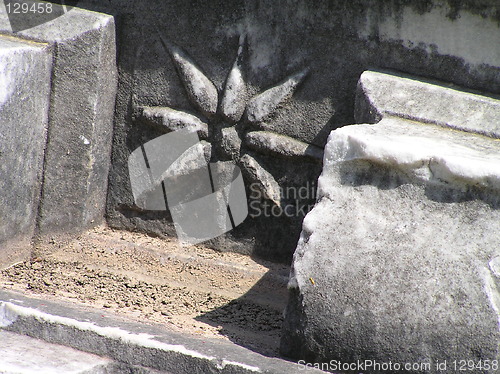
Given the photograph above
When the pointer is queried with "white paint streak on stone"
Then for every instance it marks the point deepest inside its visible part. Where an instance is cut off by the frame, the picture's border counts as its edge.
(244, 366)
(9, 313)
(418, 154)
(492, 292)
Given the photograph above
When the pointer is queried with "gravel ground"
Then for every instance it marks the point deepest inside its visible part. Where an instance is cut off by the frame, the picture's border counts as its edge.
(192, 289)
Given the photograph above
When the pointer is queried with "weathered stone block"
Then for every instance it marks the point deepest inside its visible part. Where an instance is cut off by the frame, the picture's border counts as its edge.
(80, 128)
(24, 102)
(383, 94)
(398, 260)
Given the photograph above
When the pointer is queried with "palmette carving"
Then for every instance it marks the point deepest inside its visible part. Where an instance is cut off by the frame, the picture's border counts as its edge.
(226, 119)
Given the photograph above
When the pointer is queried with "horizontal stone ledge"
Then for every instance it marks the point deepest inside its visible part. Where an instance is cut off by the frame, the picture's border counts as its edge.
(380, 95)
(425, 153)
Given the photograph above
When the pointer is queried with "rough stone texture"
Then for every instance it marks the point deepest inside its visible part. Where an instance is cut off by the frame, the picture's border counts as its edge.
(24, 102)
(398, 261)
(335, 40)
(134, 347)
(385, 94)
(80, 127)
(21, 354)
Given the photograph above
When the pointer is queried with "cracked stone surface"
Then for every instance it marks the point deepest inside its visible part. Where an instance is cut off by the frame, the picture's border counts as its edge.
(398, 259)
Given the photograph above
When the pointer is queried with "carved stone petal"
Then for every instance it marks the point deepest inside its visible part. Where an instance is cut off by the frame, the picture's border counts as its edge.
(269, 142)
(264, 181)
(174, 120)
(200, 89)
(264, 104)
(234, 99)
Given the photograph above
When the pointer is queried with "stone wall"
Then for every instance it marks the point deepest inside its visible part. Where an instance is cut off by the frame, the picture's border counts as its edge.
(397, 262)
(278, 76)
(330, 42)
(58, 95)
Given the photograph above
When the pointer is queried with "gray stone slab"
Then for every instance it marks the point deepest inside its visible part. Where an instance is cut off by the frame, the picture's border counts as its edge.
(22, 354)
(386, 94)
(80, 128)
(398, 261)
(24, 102)
(130, 344)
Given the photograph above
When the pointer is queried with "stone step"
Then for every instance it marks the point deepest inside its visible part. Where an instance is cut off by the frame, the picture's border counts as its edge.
(124, 344)
(25, 68)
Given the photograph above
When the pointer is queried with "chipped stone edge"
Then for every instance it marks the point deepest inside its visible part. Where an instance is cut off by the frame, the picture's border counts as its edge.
(11, 314)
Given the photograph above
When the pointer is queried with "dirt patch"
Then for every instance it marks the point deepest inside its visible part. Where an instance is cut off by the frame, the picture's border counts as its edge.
(192, 289)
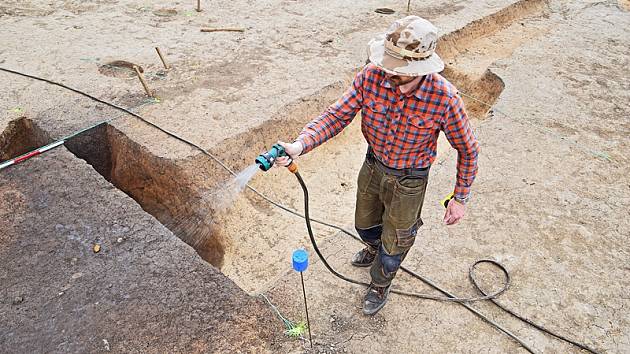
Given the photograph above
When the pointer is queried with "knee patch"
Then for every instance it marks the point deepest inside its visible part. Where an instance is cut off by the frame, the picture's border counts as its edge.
(371, 235)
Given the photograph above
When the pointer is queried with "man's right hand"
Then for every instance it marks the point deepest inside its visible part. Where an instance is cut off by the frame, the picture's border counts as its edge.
(294, 150)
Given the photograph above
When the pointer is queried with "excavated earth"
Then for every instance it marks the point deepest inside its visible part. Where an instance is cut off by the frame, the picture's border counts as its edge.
(547, 85)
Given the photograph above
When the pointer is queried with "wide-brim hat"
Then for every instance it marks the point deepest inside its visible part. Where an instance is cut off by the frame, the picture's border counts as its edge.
(407, 48)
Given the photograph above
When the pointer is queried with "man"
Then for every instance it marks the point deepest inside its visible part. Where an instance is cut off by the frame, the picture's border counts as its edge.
(404, 105)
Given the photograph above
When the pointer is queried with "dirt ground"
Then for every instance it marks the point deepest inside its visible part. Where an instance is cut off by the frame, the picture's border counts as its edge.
(550, 201)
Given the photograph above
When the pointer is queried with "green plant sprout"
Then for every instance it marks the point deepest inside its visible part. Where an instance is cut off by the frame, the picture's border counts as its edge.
(293, 330)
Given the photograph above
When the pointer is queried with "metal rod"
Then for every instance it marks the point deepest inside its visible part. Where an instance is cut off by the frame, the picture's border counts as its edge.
(144, 83)
(308, 322)
(161, 57)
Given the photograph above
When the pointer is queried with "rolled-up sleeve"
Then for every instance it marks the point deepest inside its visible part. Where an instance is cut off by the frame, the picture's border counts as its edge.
(459, 133)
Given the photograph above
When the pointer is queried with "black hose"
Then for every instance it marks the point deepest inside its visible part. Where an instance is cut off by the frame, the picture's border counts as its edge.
(450, 297)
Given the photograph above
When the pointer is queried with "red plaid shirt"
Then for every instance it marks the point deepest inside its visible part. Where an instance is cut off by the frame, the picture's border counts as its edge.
(402, 129)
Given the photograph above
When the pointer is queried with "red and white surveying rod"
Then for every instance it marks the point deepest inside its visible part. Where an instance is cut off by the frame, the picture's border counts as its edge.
(30, 154)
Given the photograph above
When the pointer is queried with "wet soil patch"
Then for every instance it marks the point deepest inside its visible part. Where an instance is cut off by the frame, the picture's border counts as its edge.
(21, 136)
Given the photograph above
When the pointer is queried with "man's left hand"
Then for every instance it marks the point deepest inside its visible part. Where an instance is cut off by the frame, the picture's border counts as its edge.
(454, 212)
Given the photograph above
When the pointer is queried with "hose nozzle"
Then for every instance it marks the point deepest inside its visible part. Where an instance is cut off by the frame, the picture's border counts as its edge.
(266, 160)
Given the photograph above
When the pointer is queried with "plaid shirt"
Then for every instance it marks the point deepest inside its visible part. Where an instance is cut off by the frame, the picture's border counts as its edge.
(402, 129)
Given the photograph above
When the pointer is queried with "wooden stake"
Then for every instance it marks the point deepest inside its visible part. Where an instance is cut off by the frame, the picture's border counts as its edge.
(228, 29)
(161, 58)
(144, 83)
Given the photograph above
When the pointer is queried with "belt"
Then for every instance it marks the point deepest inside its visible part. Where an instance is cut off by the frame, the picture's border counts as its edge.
(419, 172)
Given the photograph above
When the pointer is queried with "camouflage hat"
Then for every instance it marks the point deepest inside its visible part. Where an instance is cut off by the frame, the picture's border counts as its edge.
(407, 48)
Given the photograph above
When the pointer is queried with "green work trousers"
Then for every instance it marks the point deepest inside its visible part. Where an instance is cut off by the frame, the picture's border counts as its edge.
(387, 216)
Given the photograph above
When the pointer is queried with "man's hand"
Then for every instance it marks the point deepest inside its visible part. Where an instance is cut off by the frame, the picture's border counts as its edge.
(454, 212)
(294, 150)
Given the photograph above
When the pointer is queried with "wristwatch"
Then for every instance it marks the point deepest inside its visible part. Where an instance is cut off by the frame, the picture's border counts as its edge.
(462, 201)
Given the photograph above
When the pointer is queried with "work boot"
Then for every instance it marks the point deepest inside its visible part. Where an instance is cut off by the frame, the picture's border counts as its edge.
(364, 257)
(375, 299)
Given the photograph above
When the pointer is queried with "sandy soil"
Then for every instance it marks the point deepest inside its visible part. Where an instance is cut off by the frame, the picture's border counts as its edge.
(546, 203)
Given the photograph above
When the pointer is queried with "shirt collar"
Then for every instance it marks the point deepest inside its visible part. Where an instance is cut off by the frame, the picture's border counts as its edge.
(418, 92)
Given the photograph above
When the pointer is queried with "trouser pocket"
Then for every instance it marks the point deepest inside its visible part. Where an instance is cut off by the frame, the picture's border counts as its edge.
(405, 237)
(407, 200)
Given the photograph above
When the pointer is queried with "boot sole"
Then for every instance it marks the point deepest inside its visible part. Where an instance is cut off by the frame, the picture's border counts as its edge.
(361, 265)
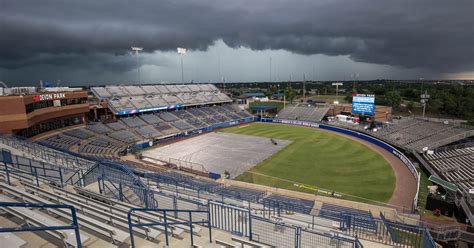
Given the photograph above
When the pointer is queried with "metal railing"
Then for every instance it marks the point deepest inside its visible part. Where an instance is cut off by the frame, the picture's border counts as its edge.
(166, 223)
(74, 226)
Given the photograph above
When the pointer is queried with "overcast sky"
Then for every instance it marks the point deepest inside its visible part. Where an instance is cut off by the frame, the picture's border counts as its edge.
(89, 41)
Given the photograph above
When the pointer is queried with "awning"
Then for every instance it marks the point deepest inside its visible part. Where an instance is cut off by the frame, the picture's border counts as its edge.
(445, 184)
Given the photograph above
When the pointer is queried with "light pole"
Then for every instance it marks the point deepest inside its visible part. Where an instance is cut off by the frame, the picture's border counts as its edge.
(136, 50)
(354, 77)
(181, 52)
(424, 99)
(337, 87)
(270, 69)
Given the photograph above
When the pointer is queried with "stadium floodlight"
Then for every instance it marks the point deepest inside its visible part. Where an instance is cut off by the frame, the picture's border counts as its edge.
(136, 50)
(181, 52)
(337, 87)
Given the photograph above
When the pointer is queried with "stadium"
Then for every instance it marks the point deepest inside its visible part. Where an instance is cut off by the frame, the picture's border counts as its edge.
(182, 165)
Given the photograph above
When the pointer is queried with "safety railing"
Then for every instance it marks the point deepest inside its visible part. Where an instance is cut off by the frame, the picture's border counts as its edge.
(74, 226)
(167, 222)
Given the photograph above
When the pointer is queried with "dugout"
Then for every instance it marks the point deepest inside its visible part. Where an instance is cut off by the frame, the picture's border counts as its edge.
(441, 197)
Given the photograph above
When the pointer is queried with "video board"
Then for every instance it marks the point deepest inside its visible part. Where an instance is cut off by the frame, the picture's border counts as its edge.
(363, 104)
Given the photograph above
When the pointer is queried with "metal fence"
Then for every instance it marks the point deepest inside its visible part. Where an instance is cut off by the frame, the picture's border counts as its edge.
(73, 226)
(311, 238)
(389, 233)
(279, 234)
(229, 218)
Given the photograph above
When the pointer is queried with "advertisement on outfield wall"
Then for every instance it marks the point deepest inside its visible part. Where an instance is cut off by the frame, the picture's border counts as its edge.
(363, 104)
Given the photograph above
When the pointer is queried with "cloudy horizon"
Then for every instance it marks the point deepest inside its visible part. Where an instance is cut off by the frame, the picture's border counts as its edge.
(88, 42)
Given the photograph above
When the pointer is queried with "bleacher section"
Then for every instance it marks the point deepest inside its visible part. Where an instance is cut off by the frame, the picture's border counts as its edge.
(103, 218)
(455, 165)
(130, 99)
(107, 140)
(286, 203)
(303, 113)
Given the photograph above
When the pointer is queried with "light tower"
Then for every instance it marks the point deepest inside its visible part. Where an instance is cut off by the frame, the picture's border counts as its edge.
(337, 84)
(181, 52)
(136, 50)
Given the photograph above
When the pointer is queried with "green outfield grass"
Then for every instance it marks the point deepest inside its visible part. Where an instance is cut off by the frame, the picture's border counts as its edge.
(320, 159)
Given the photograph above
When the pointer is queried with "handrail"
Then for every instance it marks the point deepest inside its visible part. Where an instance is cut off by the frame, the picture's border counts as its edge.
(167, 223)
(74, 226)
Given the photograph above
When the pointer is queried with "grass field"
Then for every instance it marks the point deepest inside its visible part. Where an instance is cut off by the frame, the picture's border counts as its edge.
(320, 159)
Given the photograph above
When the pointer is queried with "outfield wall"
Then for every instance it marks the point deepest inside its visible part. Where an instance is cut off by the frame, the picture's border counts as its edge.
(365, 137)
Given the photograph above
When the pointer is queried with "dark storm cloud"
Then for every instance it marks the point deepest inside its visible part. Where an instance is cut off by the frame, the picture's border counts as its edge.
(433, 34)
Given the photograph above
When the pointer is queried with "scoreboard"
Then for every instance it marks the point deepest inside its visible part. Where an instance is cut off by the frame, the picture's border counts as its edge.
(363, 104)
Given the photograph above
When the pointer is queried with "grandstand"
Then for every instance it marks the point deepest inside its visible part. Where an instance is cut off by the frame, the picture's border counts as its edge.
(303, 113)
(124, 100)
(105, 192)
(455, 164)
(148, 113)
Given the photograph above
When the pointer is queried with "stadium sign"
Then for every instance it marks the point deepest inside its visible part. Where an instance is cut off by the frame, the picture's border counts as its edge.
(46, 97)
(363, 104)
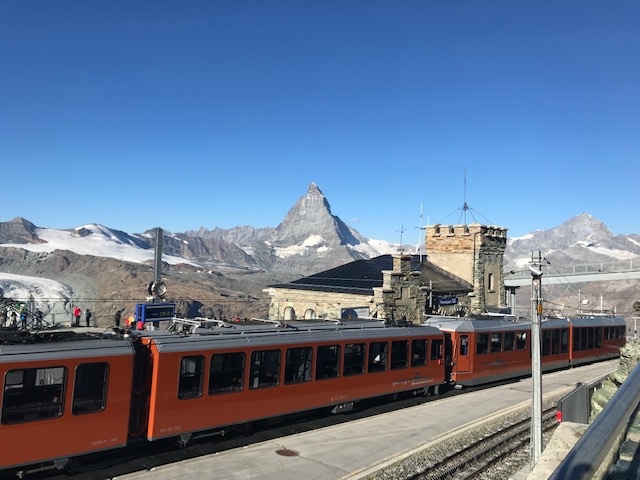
--------------------------------
> _REQUIRED WORK_:
Identify every line in the entries above that contains the word "green", and copy each of those lines. Matching is case-sensitive.

> _EXERCISE RESPONSE_:
When the pointer is queried with "green plant sprout"
When the pointer is queried with "green work trousers"
When the pointer is queried with "green outfield grass"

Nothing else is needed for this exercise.